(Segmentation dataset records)
- - - - - - -

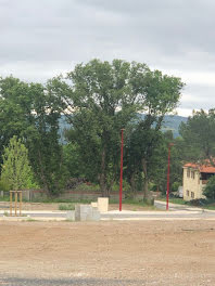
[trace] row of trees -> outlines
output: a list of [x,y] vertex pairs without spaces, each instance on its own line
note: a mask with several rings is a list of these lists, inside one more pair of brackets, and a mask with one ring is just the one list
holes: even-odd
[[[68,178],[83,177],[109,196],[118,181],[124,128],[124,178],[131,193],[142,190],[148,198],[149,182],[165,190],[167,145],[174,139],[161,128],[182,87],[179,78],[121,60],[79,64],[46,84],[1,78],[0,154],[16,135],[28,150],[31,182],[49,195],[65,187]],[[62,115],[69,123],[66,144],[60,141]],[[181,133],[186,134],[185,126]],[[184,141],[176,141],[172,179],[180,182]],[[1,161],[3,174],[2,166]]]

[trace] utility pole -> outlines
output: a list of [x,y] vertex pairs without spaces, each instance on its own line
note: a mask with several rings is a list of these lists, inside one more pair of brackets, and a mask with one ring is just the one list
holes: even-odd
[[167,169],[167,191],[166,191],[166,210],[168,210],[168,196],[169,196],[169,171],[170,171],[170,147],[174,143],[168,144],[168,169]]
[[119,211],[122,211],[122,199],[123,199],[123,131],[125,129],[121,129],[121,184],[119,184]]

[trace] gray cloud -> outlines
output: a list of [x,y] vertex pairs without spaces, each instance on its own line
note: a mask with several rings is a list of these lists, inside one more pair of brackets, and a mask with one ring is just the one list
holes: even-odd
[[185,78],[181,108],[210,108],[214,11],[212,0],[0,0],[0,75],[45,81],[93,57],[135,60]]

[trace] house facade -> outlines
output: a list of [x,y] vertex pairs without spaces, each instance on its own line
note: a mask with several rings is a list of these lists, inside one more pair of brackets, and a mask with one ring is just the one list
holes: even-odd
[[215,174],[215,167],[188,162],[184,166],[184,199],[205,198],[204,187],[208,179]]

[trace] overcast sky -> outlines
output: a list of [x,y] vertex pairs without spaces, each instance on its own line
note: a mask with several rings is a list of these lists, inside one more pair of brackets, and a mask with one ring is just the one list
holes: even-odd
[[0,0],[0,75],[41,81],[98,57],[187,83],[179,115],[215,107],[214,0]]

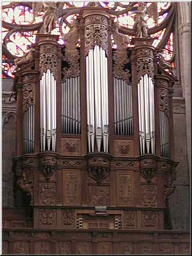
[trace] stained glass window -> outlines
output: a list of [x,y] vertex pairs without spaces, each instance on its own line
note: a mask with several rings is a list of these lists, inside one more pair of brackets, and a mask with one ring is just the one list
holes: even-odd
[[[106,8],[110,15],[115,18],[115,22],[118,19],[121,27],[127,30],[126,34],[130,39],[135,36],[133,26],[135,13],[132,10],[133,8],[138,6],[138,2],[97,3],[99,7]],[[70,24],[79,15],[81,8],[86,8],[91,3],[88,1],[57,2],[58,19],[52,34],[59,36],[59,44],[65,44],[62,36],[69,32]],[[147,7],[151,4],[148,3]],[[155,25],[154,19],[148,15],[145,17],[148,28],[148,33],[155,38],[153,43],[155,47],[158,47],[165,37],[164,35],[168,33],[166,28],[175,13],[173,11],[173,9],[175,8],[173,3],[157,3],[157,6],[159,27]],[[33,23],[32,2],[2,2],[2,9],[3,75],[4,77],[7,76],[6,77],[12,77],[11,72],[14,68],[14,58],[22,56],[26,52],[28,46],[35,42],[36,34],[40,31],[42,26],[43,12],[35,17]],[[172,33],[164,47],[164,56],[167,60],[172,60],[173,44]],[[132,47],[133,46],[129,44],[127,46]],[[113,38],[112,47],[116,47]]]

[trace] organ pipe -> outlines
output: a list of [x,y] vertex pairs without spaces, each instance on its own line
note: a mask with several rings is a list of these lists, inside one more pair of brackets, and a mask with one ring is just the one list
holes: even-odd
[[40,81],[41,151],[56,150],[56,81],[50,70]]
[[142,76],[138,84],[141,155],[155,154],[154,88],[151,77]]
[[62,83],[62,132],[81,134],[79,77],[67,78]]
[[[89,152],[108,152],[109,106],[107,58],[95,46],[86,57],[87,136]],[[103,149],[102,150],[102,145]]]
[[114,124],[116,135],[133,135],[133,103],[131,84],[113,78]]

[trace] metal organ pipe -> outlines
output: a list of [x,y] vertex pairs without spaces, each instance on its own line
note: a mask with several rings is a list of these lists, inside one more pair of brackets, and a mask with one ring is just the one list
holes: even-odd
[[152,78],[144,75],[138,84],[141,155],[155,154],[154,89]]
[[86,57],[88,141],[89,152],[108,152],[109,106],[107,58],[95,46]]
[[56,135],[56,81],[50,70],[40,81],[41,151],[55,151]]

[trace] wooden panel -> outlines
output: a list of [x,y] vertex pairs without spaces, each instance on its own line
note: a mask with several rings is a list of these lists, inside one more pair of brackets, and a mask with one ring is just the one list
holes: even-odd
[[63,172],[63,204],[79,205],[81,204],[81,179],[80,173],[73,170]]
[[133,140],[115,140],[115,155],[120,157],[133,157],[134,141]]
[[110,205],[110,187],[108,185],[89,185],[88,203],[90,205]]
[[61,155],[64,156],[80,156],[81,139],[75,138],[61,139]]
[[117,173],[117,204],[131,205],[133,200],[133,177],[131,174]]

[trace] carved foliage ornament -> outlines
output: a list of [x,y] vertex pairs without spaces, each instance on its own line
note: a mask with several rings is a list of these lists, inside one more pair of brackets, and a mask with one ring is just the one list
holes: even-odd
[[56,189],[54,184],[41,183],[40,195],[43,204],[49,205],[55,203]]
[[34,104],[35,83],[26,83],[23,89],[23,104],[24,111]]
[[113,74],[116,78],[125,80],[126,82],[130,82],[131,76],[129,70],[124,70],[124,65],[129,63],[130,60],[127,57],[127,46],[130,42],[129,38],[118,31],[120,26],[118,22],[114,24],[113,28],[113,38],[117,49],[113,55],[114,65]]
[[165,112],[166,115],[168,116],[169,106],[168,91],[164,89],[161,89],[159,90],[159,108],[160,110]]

- - - - - - -

* _DIRECTIVE_: Update the data above so that every "even-odd" becomes "nonzero", leaving everything else unchanged. Omit the pictures from your version.

* _FINISHED TASK_:
[trace] row of trees -> outlines
output: a list of [x,y] vertex pairs without spaces, each instance on its own line
note: a mask with several rings is a list of these lists, inside one more pair of brackets, and a mask with one ring is just the one list
holes: nonzero
[[[68,178],[83,177],[109,196],[118,181],[124,128],[124,178],[131,193],[142,190],[148,198],[149,182],[165,190],[167,145],[174,139],[161,128],[182,87],[179,78],[121,60],[79,64],[46,84],[1,78],[0,154],[16,135],[28,150],[31,182],[49,195],[65,187]],[[62,115],[69,123],[66,144],[60,141]],[[181,133],[186,134],[185,126]],[[184,141],[176,141],[172,179],[180,182]],[[1,161],[3,174],[2,166]]]

[trace] utility pole -> outlines
output: a list of [x,y] vertex pairs without spaces, each instance on its own line
note: a mask with several rings is a list of these lists, inside one more pair of brackets, and a mask with one ring is just the one list
holes: nonzero
[[167,169],[167,191],[166,191],[166,210],[168,210],[168,196],[169,196],[169,171],[170,171],[170,147],[174,143],[168,144],[168,169]]
[[119,211],[122,211],[122,199],[123,199],[123,131],[125,129],[121,129],[121,184],[119,184]]

[trace] gray cloud -> outlines
output: a list of [x,y] vertex pairs without spaces, each instance on its own line
note: a mask with several rings is a list of these lists, inside one more pair of brackets, and a mask with one ring is just the one list
holes: nonzero
[[185,78],[181,108],[210,108],[214,11],[212,0],[0,0],[0,75],[45,81],[93,57],[135,60]]

[trace] house facade -> outlines
output: a list of [x,y] vertex pairs without spaces, each instance on its own line
note: a mask with several rings is a list of these lists, inside one more pair of brackets, and a mask with one ring is just the one list
holes: nonzero
[[215,174],[215,167],[188,162],[184,166],[184,199],[205,198],[204,187],[208,179]]

[trace] overcast sky -> outlines
output: a list of [x,y] vertex pairs without spaces, each instance on its own line
note: a mask with several rings is a list of these lists, inside one more pair of brackets, and a mask with one ring is just the one list
holes: nonzero
[[0,0],[0,75],[41,81],[98,57],[187,83],[179,115],[215,107],[214,0]]

[trace] stained glass window -> outlines
output: a list of [x,y] vertex pairs without spaces, each instance on its own line
note: a mask with several rings is a list of these lists, inside one more pair of brackets, and a mask with one ring is just the one list
holes: nonzero
[[[106,8],[110,15],[115,18],[115,22],[118,19],[121,27],[127,30],[126,34],[130,39],[135,36],[133,26],[135,13],[132,10],[133,8],[138,6],[138,2],[97,3],[99,7]],[[70,24],[79,15],[81,8],[86,8],[91,3],[88,1],[57,2],[58,19],[52,34],[59,36],[59,44],[65,44],[62,36],[69,32]],[[147,7],[151,4],[148,3]],[[155,25],[154,19],[148,15],[145,17],[148,28],[148,33],[155,38],[153,43],[155,47],[158,47],[165,37],[164,35],[168,33],[166,28],[175,13],[173,11],[173,9],[175,8],[173,3],[157,3],[157,6],[159,27]],[[33,23],[32,2],[2,2],[2,9],[3,75],[4,77],[7,76],[6,77],[12,77],[11,72],[14,68],[14,58],[22,56],[26,52],[28,46],[35,42],[36,34],[40,31],[42,26],[43,12],[35,17]],[[172,33],[164,47],[164,56],[167,60],[172,60],[173,44]],[[132,47],[133,46],[129,44],[127,46]],[[113,38],[112,47],[116,47]]]

[trace] organ pipe -> outlines
output: a list of [x,y] vertex pairs without spaces, each instance on its own line
note: a mask with several rings is a list of these lists, inside one more pair of brackets, and a mask with one ring is just the one list
holes: nonzero
[[40,81],[41,151],[56,150],[56,81],[50,70]]
[[142,76],[138,84],[141,155],[155,154],[154,88],[151,77]]
[[62,83],[62,132],[81,134],[79,77],[67,78]]
[[[89,152],[108,152],[109,106],[107,58],[95,46],[86,57],[87,136]],[[103,149],[102,150],[102,145]]]
[[114,124],[116,135],[133,135],[133,103],[131,84],[113,78]]

[trace] metal organ pipe -> outlines
output: a list of [x,y] vertex pairs without spaces, each instance on its own line
note: a mask with several rings is a list of these lists, inside one more pair of brackets, and a mask with one ring is just the one list
holes: nonzero
[[152,78],[144,75],[138,84],[141,155],[155,154],[154,89]]
[[86,57],[88,141],[89,152],[108,152],[109,106],[107,58],[95,46]]
[[56,135],[56,81],[50,70],[40,81],[41,151],[55,151]]

[trace] wooden panel -> outlines
output: a list of [x,y] vertex pairs without spaces, each instance on its own line
note: a mask with several rings is a list of these lists, inside one more pair of brackets, and a mask with one ring is just the one list
holes: nonzero
[[63,172],[63,204],[79,205],[81,204],[81,179],[80,173],[73,170]]
[[133,140],[115,140],[115,155],[120,157],[133,157],[134,141]]
[[110,205],[110,187],[108,185],[89,185],[88,203],[90,205]]
[[61,155],[64,156],[80,156],[81,139],[75,138],[61,139]]
[[117,173],[117,204],[131,205],[133,200],[133,177],[131,174]]

[trace] carved foliage ornament -> outlines
output: a list of [x,y] vertex pairs without spaces, each instance on its own line
note: a mask with several rings is a list of these lists, inside one more pair of brackets, and a mask with one ring is just the one list
holes: nonzero
[[56,189],[54,184],[41,183],[40,195],[43,204],[49,205],[55,203]]
[[34,104],[35,83],[26,83],[23,89],[23,104],[24,111]]
[[113,74],[116,78],[125,80],[126,82],[130,82],[131,76],[129,70],[124,70],[124,65],[129,63],[130,60],[127,57],[127,46],[130,42],[129,38],[118,31],[120,26],[118,22],[114,24],[113,28],[113,38],[117,49],[113,55],[114,65]]
[[165,112],[166,115],[168,116],[169,106],[168,91],[164,89],[161,89],[159,90],[159,108],[160,110]]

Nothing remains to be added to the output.